Coordinate annotation entries
=====

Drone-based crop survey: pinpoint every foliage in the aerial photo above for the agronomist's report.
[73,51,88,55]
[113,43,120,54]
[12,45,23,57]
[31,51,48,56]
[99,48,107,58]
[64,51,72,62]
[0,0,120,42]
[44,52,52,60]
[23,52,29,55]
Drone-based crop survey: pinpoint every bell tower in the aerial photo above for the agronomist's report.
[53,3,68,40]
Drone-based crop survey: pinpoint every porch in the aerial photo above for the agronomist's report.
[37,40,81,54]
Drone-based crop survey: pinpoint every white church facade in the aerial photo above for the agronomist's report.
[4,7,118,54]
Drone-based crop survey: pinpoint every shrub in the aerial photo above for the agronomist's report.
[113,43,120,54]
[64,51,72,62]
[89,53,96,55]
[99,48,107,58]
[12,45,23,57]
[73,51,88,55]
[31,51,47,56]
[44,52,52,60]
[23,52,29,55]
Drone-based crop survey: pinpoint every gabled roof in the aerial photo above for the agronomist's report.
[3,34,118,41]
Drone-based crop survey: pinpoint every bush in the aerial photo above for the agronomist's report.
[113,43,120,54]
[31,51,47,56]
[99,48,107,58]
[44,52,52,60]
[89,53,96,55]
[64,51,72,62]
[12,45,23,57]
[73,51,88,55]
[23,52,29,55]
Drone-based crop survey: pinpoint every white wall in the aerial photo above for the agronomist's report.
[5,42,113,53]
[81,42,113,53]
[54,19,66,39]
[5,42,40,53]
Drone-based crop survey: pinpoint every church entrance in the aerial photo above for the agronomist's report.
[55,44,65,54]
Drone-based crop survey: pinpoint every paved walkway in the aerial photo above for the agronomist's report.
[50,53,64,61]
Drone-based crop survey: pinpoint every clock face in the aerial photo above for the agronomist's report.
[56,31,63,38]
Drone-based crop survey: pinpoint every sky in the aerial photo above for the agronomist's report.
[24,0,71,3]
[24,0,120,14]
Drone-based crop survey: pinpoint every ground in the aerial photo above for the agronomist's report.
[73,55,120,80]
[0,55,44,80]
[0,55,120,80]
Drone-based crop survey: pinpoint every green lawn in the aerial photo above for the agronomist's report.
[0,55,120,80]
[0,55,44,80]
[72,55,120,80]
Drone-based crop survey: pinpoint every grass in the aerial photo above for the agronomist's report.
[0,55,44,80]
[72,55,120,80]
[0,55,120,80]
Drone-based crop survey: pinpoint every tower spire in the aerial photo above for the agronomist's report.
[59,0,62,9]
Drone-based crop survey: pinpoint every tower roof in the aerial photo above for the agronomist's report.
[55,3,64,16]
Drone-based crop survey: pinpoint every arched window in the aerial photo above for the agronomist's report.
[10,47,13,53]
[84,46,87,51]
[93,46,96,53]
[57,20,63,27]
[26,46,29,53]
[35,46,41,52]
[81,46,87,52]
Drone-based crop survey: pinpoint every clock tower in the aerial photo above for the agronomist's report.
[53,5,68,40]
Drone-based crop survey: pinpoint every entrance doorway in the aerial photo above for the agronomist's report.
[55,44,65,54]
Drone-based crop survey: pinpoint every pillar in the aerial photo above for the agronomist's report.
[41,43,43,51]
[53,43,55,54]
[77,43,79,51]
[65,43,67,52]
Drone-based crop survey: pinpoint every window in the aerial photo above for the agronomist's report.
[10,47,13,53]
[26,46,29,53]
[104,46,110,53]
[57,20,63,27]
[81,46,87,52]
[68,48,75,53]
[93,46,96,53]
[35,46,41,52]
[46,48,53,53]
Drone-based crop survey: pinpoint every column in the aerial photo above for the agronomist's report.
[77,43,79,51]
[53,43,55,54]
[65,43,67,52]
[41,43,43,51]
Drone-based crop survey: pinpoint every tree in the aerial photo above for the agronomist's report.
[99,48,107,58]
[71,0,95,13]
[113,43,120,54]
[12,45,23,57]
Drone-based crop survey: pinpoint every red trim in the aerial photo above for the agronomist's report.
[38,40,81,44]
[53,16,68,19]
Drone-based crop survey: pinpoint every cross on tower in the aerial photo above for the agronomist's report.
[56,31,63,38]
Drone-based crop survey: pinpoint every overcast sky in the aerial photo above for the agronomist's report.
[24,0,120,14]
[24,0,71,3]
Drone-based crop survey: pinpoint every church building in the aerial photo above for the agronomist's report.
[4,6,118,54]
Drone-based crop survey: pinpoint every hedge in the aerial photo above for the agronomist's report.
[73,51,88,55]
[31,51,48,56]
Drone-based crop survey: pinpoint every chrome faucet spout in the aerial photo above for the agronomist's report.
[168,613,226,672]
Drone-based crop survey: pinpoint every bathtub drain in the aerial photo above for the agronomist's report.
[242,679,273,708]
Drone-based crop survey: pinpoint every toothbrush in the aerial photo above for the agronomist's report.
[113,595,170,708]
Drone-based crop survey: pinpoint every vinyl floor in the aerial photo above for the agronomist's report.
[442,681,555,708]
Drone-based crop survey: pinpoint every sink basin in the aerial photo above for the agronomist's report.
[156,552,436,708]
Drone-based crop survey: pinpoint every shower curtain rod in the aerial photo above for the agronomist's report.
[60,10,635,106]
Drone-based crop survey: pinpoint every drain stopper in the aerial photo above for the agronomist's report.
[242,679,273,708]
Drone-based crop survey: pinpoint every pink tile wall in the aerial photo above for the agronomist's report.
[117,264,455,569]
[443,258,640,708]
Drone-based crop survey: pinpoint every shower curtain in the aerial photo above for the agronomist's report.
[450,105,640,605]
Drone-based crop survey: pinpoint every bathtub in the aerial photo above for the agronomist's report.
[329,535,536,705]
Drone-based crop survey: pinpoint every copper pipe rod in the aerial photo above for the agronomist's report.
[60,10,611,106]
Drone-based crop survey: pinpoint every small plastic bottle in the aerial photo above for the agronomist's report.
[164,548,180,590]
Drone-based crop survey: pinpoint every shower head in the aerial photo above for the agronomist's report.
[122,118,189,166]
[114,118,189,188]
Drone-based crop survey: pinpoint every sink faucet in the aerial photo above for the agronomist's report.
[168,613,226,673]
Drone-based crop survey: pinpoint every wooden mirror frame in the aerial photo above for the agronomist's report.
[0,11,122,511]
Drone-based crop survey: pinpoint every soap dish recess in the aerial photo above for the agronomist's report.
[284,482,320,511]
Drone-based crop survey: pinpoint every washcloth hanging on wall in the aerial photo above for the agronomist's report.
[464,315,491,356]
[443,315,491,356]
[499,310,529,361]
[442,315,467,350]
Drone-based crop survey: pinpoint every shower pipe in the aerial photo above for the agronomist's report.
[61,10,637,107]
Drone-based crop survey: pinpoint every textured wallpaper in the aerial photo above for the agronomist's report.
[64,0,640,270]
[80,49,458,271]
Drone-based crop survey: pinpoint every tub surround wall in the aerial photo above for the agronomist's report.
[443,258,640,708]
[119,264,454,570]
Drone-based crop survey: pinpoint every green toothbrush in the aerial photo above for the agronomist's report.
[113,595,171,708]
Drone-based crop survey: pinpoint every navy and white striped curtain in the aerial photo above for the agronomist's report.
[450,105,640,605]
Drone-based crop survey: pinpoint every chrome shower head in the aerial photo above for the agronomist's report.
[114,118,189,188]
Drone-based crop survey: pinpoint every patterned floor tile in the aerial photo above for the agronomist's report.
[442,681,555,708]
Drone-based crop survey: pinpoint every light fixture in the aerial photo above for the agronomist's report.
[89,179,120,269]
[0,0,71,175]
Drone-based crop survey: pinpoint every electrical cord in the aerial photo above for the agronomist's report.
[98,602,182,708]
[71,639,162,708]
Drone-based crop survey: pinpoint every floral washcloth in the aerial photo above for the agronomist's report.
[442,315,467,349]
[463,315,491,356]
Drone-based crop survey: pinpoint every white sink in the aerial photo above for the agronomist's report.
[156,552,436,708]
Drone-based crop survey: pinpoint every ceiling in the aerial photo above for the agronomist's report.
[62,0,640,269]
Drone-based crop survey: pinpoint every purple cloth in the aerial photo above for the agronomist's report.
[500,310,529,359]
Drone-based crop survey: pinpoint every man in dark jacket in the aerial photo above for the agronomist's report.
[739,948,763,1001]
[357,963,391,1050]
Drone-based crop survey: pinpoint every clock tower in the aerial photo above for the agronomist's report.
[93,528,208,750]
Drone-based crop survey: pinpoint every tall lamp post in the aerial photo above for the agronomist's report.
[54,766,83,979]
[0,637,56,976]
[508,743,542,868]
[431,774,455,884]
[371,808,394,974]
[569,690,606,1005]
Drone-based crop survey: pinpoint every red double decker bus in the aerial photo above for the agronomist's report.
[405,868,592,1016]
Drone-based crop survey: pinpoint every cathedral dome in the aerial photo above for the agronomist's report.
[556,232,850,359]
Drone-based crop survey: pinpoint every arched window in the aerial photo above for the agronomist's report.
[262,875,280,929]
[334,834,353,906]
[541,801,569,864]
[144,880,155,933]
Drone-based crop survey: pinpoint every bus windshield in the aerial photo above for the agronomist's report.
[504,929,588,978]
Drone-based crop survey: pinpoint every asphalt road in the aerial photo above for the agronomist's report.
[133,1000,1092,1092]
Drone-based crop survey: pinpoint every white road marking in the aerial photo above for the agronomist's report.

=====

Update the listing from the line containing "Drone-based crop survey: pinpoint every asphalt" through the end of the listing, replacing "aerial photo" with "overhead image" and changing nothing else. Reproduce only those lines.

> CORRECT ANSWER:
Drone-based crop survey: pinpoint every asphalt road in the overhead image above for the agronomist's report.
[133,1000,1092,1092]
Drone-based crop survey: pinpoint every white road marking in the overhead image above for the agronomist's report.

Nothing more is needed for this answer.